(Beginning of Material to process)

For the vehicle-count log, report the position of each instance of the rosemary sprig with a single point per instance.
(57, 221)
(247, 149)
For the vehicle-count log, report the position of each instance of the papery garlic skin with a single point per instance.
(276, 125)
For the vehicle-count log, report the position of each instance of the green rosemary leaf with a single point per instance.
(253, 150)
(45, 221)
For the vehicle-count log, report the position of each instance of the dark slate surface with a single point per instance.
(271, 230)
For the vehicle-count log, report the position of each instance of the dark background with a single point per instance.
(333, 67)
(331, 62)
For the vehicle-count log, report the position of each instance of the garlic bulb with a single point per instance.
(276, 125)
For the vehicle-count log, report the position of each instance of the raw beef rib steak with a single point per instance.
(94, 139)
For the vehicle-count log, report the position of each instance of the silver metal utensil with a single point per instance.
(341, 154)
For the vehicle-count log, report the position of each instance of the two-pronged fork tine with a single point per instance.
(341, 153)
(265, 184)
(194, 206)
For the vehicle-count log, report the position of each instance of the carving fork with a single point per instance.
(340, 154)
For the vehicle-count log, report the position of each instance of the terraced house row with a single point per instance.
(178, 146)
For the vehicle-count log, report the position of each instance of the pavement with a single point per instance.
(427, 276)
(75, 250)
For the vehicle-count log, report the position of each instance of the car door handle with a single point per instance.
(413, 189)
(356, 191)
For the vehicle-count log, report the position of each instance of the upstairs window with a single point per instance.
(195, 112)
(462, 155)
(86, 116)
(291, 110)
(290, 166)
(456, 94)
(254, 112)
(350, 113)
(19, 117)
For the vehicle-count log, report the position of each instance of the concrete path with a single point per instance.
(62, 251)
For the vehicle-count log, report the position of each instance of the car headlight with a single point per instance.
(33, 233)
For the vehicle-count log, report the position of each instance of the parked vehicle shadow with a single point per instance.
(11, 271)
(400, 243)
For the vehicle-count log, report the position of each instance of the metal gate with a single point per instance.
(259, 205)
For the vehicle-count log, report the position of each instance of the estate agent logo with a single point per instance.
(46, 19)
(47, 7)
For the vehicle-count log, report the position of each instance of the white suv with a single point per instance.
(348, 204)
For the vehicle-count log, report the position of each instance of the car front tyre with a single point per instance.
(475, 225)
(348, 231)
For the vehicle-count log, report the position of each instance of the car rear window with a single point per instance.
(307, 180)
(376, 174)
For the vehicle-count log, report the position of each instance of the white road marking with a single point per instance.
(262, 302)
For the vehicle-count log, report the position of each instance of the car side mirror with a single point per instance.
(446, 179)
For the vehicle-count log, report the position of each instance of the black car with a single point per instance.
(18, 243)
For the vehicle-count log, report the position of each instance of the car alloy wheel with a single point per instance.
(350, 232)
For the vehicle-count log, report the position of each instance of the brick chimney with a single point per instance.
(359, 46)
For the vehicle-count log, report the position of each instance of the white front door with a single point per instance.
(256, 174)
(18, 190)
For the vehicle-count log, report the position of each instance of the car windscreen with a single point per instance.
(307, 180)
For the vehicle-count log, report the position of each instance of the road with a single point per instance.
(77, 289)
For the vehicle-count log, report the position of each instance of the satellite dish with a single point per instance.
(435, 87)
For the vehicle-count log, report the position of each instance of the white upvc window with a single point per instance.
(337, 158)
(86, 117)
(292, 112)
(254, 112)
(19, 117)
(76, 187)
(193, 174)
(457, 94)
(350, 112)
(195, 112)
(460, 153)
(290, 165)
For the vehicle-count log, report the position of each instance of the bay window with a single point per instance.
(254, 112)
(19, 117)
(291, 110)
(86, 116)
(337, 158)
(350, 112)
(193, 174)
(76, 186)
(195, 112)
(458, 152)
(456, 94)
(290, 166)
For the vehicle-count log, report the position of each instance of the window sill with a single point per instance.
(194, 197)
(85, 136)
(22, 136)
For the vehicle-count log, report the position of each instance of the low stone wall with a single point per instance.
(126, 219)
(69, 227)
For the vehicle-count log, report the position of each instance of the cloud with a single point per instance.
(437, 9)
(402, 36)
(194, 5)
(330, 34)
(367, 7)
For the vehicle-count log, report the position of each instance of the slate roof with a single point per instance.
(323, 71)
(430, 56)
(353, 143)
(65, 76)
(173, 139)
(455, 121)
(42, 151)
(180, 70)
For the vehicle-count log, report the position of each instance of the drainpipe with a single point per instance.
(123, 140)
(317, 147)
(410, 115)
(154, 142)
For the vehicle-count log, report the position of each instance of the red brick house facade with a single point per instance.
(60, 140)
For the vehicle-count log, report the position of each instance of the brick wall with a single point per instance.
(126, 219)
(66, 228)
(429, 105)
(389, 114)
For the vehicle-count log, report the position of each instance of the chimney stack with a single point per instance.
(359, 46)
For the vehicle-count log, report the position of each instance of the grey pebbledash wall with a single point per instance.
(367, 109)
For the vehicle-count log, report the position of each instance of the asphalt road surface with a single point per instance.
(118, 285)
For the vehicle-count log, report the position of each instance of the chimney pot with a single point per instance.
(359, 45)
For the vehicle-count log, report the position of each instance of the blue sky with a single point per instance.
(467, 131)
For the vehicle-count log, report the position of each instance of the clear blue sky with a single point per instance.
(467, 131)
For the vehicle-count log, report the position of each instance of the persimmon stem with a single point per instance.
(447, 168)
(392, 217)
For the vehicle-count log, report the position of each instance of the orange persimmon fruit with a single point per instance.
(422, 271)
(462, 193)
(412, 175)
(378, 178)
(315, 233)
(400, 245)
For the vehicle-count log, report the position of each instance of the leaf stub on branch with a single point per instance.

(End of Material to process)

▶ [Work to complete]: Copy out the data above, word for word.

▶ [Exercise solution]:
For the vehicle-count log, report the position of each instance of the rosemary sprig with a single point per instance.
(57, 221)
(247, 149)
For the vehicle-count log, report the position of each instance of the papery garlic skin with a single point per instance.
(276, 125)
For the vehicle-count log, report the position of each instance of the green rosemary leaf with a single point per instance.
(253, 150)
(45, 221)
For the vehicle-count log, report the position of each instance of the dark slate surface with a single point per instance.
(271, 230)
For the vehicle-count log, report the position of each instance of the dark background with a single point per instance.
(333, 67)
(331, 62)
For the vehicle-count log, report the position of each instance of the garlic bulb with a single point per instance.
(276, 125)
For the vehicle-count log, report the position of each instance of the raw beef rib steak with a single point per instance.
(94, 139)
For the vehicle-count log, report the position of each instance of the silver metal utensil with a single point per instance.
(341, 154)
For the vehicle-count log, report the position of each instance of the two-pronged fork tine with a single point per instance.
(341, 153)
(265, 184)
(194, 206)
For the vehicle-count log, report the position of each instance of the carving fork with a single point per instance.
(340, 154)
For the vehicle-count log, report the position of each instance of the terraced house row with a single point per instance.
(178, 146)
For the vehicle-count log, report the position of each instance of the pavement with a single point per instance.
(427, 276)
(75, 250)
For the vehicle-count log, report the position of each instance of the car door handle with a single point per instance.
(413, 189)
(356, 191)
For the vehicle-count log, report the position of each instance of the upstairs window with a single point per instance.
(195, 112)
(462, 155)
(86, 116)
(291, 110)
(290, 166)
(456, 94)
(254, 112)
(350, 113)
(19, 117)
For the vehicle-count log, report the position of each instance of the concrete path with a single point per instance.
(62, 251)
For the vehicle-count log, report the position of each instance of the car headlight with a single point per instance.
(33, 233)
For the vehicle-count log, report the position of each instance of the parked vehicle shadow with a single point per instance.
(11, 271)
(400, 243)
For the vehicle-count log, report the position of each instance of the metal gate with a single point per instance.
(259, 205)
For the vehicle-count log, report the position of each instance of the estate agent logo with a single point per instance.
(46, 19)
(47, 7)
For the vehicle-count log, report the position of each instance of the white suv with a single point per instance.
(348, 204)
For the vehicle-count log, report the position of each instance of the car front tyre with a single point per instance.
(475, 225)
(348, 231)
For the vehicle-count log, report the position of each instance of the car rear window with a single point per instance.
(307, 180)
(376, 174)
For the vehicle-count log, report the position of each instance of the white road marking with a single point per instance.
(262, 302)
For the vehicle-count log, report the position of each instance of the car side mirror with a single point per instance.
(446, 179)
For the vehicle-count log, report the position of each instance of the black car with a single point per instance.
(18, 243)
For the vehicle-count log, report the position of each instance of the car alloy wheel with a single point per instance.
(350, 232)
For the vehicle-count log, report the position of each instance of the brick chimney with a single point per instance.
(359, 46)
For the vehicle-count log, report the position of each instance of the white front door with a single point per instance.
(256, 174)
(18, 190)
For the vehicle-count log, report the position of each instance of the car windscreen with a single point per instance.
(307, 180)
For the vehicle-count log, report the position of each instance of the road with a single point per instance.
(77, 289)
For the vehicle-count log, report the position of each instance of the satellite dish with a single point per instance.
(435, 87)
For the vehicle-count log, report the position of each instance of the white upvc window with a single point per instance.
(337, 158)
(86, 117)
(292, 112)
(254, 112)
(19, 117)
(76, 187)
(193, 174)
(457, 94)
(350, 112)
(195, 112)
(460, 153)
(290, 165)
For the vehicle-count log, report the position of each instance of the bay window with a single point per instance.
(254, 112)
(19, 117)
(291, 110)
(86, 116)
(337, 158)
(350, 112)
(193, 174)
(76, 186)
(195, 112)
(458, 152)
(456, 94)
(290, 166)
For the vehicle-count log, report the position of each instance of the window sill with a single point per instance.
(194, 197)
(85, 136)
(22, 136)
For the vehicle-count log, report the position of each instance of the low stone wall with a single point per instance.
(126, 219)
(69, 227)
For the vehicle-count log, report the position of each instance of the cloud with a single point per instance.
(437, 9)
(402, 36)
(194, 5)
(330, 34)
(367, 7)
For the vehicle-count log, report the position of each instance of the slate roof with a single point per instance.
(323, 71)
(430, 56)
(353, 143)
(65, 76)
(173, 139)
(455, 121)
(42, 151)
(180, 70)
For the vehicle-count log, report the position of each instance of the drainpipe with a single point per instance.
(123, 140)
(317, 147)
(410, 115)
(154, 142)
For the vehicle-count log, report the position of each instance of the red brick house facade with a single point per instance.
(60, 140)
For the vehicle-count log, report the position of each instance of the brick wall with a single point per instance.
(126, 219)
(66, 228)
(429, 105)
(389, 114)
For the vehicle-count log, report the position of each instance of the chimney stack with a single point per instance.
(359, 46)
For the vehicle-count log, report the position of each instance of the grey pebbledash wall with a single point per instance.
(367, 109)
For the vehicle-count log, report the position of each instance of the asphalt road surface with a single point per instance.
(118, 285)
For the vehicle-count log, report the position of each instance of the chimney pot with a single point per instance.
(359, 45)
For the vehicle-count log, report the position of each instance of the blue sky with a single point per instance.
(467, 131)
For the vehicle-count log, report the position of each instance of the clear blue sky with a single point per instance.
(467, 131)
For the vehicle-count log, report the position of each instance of the persimmon stem with a single point per instance.
(447, 168)
(392, 217)
For the vehicle-count log, report the position of each instance of the orange persimmon fruit with a single point per instance.
(422, 271)
(462, 193)
(412, 175)
(378, 178)
(315, 233)
(400, 245)
For the vehicle-count log, report the position of each instance of the leaf stub on branch with a single point per instance.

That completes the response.